## Brief:
Rewrite the records from the line with "Identify each instance of the white car" through the end of the records, including both of those lines and every request line. Scale each answer's point coordinates by 0.8 and round them to whole numbers, with halves rounded up.

## Dataset:

* BEGIN *

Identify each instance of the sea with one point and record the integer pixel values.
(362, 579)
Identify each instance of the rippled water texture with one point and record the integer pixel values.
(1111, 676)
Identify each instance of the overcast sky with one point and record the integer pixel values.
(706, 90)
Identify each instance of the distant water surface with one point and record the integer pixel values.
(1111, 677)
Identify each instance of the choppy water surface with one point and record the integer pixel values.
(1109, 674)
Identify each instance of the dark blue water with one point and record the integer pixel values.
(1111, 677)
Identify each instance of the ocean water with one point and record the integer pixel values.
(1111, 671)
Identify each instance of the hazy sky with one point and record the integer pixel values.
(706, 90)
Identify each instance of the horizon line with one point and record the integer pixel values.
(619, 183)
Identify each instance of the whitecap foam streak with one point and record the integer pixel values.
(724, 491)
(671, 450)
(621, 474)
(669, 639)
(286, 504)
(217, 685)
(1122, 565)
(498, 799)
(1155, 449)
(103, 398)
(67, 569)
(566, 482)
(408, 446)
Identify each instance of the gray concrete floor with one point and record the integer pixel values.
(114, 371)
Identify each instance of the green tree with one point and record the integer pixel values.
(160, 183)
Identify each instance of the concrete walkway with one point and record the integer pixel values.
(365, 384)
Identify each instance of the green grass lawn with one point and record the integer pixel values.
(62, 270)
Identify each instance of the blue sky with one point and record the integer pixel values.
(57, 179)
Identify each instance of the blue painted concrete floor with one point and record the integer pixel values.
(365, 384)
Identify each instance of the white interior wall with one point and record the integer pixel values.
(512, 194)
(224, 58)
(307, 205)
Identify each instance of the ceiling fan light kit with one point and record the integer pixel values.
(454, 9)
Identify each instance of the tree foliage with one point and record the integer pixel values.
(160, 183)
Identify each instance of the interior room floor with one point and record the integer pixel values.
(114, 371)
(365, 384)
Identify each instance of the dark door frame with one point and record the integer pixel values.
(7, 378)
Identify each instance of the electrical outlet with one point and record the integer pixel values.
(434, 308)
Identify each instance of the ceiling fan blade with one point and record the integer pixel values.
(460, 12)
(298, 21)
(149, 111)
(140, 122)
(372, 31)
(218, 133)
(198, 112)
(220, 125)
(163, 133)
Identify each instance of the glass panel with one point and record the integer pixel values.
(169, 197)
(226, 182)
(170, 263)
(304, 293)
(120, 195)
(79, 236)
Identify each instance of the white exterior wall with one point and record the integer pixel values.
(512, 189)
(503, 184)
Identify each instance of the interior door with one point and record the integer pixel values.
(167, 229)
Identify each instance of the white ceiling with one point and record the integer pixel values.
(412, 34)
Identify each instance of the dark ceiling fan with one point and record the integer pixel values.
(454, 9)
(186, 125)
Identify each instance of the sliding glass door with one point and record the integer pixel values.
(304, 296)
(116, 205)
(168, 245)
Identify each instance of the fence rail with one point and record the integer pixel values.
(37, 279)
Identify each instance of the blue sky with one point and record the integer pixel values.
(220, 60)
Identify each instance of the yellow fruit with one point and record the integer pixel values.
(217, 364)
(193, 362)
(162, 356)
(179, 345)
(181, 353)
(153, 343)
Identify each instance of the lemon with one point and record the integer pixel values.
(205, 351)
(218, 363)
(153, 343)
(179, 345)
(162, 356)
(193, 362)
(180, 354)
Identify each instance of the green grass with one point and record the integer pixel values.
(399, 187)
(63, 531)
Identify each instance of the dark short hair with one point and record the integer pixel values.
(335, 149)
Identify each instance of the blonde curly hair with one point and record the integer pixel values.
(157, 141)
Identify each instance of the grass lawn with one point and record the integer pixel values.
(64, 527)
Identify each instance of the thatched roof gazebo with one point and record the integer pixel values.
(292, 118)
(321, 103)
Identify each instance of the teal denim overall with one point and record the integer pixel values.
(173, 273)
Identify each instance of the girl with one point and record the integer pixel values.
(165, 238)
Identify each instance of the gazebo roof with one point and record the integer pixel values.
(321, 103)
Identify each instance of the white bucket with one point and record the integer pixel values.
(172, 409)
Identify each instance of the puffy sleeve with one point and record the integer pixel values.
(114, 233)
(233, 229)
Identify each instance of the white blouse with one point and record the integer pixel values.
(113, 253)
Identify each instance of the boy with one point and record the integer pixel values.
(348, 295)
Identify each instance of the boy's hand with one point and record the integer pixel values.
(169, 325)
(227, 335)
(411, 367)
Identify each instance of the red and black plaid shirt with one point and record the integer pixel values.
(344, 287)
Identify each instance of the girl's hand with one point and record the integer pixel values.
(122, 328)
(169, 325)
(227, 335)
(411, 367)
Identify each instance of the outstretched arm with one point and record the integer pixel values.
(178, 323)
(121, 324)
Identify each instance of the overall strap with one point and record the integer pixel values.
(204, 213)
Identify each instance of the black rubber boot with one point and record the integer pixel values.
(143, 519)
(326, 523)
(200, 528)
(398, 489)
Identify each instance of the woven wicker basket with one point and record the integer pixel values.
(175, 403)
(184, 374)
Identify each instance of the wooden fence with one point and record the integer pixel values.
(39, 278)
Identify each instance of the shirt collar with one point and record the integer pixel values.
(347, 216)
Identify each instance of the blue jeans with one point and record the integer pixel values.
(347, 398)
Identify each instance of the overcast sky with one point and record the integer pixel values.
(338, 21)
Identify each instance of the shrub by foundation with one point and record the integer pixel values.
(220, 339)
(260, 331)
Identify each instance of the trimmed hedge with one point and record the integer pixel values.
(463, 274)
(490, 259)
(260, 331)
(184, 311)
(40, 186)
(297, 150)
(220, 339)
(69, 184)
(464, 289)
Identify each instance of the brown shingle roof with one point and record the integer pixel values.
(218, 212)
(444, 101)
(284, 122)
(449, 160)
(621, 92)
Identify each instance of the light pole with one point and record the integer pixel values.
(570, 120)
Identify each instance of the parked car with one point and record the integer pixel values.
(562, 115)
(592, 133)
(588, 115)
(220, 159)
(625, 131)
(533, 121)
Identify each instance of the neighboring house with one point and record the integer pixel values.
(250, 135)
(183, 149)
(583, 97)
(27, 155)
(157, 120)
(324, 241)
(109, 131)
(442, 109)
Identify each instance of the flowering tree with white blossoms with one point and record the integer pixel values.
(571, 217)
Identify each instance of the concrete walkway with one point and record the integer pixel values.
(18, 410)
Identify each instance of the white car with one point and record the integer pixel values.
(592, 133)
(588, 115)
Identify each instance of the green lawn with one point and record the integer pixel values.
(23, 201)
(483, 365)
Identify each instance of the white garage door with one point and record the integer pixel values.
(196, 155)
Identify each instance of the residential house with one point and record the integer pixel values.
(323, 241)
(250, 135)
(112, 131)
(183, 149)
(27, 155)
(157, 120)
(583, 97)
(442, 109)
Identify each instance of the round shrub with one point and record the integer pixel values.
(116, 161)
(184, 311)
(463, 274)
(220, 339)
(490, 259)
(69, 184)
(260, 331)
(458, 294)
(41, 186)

* END *

## Worked solution:
Identify each instance of the white car with one point and record the integer pixel values.
(474, 106)
(470, 92)
Identify each instance of the green lawn with one point and record the integer pixel values.
(18, 161)
(386, 292)
Identify each instance of the white garage door with one point and record the integer pixel values.
(157, 124)
Identify each instance of the residential house with one point and record the integer pixel values.
(258, 193)
(200, 108)
(90, 105)
(146, 119)
(22, 124)
(126, 96)
(466, 78)
(354, 87)
Identify each instance of the round shrub with one point and record the integer pixel values.
(93, 129)
(147, 249)
(370, 219)
(176, 271)
(392, 207)
(55, 147)
(208, 265)
(366, 235)
(33, 149)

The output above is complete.